[Stated goal] Reproduce word for word the passage of the chairman's statement starting with "The year 2018" and going on through "value of USD$10.9m.".

[Extract]
We have extracted below the Chairman’s Statement from the 2018 annual report of Enterprise Group Limited (EGL.gh), listed on the Ghana Stock Exchange:
“We successfully concluded the Rights Issue to raise additional capital of $50m to undertake various strategic initiatives.”
It is my pleasure to welcome shareholders to this year’s Annual General Meeting and to present our Annual Report for 2018. There have been challenges during the year, but through it all, we have stuck to our main goal: to do our very best to meet our clients’ needs and create sustainable value for our cherished shareholders. The drive to build our core businesses in the insurance sector was passionately pursued notwithstanding the challenging environment.
The year 2018 was the first full year with our new partners, Black Star Holdings Limited. The partnership started on a very positive note with effective collaboration to improve our offerings, and ensuring that the key risks faced by our businesses are managed in a well-coordinated and holistic manner.
We successfully concluded the Rights Issue to raise additional capital of $50m to undertake various strategic initiatives. I wish to inform you that we have completed the buyback from Black Star Holdings of 9% additional shares in Enterprise Life, 15% additional shares in Enterprise Insurance and 20% additional shares in Enterprise Trustees at a total cost of US$29.9m. Similarly, we concluded the sale to Black Star Holdings of 30% shares in Enterprise Properties at a value of USD$10.9m.
Currently, therefore EGL now has the following shareholding in the operating companies; 60% in Enterprise Life, 80% in Enterprise Trustees, 75% in Enterprise Insurance and 70% in Enterprise Properties. We also started the process to enter the Nigerian financial services market and we expect some positive outcomes in the course of this year. We have also identified a strategic partner for our Health Insurance initiative and now expect to move with more purpose on the project. Let me assure shareholders that the money raised in the rights issue will be used for the purposes set out in our prospectus at the time.

A set of records:
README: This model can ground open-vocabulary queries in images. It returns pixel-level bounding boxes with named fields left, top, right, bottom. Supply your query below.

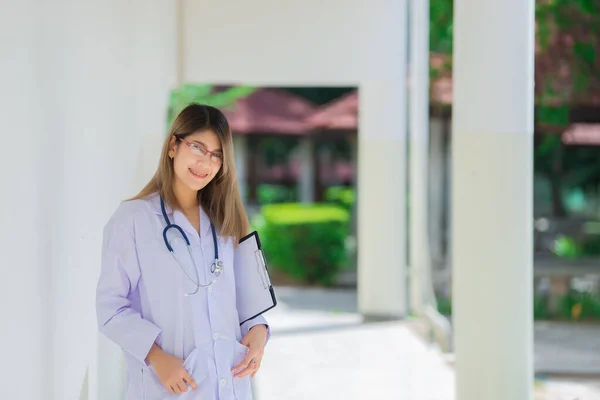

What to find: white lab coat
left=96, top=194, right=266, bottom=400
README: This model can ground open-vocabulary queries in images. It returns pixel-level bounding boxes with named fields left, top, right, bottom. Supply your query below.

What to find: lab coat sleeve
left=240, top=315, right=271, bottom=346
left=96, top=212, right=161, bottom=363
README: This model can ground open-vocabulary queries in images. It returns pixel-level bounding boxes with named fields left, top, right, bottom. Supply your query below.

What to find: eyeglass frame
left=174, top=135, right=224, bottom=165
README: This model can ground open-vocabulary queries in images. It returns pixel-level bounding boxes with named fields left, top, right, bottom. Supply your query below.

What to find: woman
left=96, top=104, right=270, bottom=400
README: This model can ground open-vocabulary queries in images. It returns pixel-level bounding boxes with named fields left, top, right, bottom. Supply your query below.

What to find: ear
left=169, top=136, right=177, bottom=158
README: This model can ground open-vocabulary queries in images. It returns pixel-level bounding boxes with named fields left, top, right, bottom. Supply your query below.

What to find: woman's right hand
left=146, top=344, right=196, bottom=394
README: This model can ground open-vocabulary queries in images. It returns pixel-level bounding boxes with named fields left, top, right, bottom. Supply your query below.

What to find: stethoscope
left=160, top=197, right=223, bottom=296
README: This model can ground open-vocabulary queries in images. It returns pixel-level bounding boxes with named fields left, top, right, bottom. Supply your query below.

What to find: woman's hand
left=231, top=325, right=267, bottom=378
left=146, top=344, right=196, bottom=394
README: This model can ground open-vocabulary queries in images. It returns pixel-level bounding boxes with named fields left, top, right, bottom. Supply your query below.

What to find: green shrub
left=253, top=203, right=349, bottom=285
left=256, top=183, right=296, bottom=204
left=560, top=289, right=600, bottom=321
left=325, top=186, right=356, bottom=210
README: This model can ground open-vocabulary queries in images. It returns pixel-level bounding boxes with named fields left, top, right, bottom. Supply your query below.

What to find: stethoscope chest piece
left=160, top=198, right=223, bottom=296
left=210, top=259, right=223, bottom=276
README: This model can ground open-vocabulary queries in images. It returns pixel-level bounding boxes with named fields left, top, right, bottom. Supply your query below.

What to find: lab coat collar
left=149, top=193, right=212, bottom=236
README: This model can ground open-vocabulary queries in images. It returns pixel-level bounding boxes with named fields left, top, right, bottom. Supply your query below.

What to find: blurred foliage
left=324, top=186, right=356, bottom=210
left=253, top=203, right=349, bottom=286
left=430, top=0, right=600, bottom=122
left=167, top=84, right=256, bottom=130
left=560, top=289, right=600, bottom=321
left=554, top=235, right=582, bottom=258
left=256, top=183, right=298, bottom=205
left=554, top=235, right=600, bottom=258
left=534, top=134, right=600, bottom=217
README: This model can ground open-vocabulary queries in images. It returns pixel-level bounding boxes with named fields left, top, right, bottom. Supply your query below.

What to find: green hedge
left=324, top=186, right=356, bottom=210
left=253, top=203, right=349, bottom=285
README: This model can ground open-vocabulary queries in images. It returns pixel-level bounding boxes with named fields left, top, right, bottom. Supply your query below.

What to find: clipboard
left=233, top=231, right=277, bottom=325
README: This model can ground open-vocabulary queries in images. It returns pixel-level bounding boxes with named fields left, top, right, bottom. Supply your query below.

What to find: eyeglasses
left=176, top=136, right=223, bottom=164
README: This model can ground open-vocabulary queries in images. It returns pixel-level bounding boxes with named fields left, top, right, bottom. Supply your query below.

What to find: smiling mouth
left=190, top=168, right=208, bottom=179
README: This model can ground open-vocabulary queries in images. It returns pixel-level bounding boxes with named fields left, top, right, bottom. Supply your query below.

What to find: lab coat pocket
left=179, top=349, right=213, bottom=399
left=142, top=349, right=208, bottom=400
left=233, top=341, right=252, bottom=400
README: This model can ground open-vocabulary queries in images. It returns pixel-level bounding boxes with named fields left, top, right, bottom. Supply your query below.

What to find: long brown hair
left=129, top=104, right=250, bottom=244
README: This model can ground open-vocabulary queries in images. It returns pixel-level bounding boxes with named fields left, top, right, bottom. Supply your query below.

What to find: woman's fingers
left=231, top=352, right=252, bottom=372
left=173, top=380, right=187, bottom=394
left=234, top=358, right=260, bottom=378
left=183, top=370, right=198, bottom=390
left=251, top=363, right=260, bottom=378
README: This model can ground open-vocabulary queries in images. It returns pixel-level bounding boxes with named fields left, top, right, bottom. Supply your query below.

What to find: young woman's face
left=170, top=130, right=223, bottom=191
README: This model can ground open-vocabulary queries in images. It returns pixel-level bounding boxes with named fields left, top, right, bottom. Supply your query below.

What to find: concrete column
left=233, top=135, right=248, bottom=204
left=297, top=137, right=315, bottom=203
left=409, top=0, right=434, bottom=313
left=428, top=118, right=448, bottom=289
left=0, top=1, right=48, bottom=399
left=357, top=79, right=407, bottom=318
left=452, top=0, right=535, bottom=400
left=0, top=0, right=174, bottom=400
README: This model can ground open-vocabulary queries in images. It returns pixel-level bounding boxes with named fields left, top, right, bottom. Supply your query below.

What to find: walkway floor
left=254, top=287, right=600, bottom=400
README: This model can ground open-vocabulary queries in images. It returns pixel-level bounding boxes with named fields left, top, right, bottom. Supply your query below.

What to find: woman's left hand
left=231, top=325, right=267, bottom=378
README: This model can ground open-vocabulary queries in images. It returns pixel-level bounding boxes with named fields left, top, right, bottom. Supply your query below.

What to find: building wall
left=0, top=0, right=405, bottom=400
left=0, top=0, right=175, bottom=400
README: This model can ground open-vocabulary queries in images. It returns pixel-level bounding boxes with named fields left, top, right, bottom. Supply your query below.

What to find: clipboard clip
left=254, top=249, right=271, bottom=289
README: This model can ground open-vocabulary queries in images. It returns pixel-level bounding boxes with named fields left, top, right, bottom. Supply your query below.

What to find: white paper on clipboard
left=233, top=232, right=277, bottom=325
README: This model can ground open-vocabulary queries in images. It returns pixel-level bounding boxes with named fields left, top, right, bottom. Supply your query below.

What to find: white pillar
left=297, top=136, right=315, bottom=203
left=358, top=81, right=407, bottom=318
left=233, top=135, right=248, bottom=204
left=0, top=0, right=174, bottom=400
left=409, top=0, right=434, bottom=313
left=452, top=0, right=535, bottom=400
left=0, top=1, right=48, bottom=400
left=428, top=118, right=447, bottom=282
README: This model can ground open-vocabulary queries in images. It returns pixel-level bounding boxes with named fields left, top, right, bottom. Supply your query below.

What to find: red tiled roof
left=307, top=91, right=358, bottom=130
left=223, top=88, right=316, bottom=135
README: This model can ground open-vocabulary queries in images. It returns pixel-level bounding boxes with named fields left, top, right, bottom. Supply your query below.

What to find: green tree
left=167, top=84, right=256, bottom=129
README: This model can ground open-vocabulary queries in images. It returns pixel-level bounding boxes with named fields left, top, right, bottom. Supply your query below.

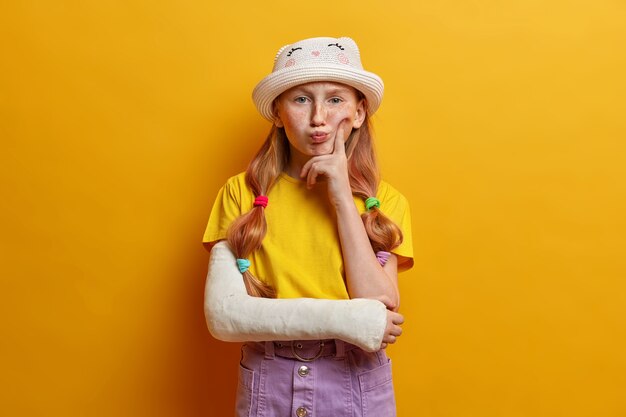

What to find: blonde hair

[Finished answer]
The year 2018 was the first full year with our new partners, Black Star Holdings Limited. The partnership started on a very positive note with effective collaboration to improve our offerings, and ensuring that the key risks faced by our businesses are managed in a well-coordinated and holistic manner.
We successfully concluded the Rights Issue to raise additional capital of $50m to undertake various strategic initiatives. I wish to inform you that we have completed the buyback from Black Star Holdings of 9% additional shares in Enterprise Life, 15% additional shares in Enterprise Insurance and 20% additional shares in Enterprise Trustees at a total cost of US$29.9m. Similarly, we concluded the sale to Black Star Holdings of 30% shares in Enterprise Properties at a value of USD$10.9m.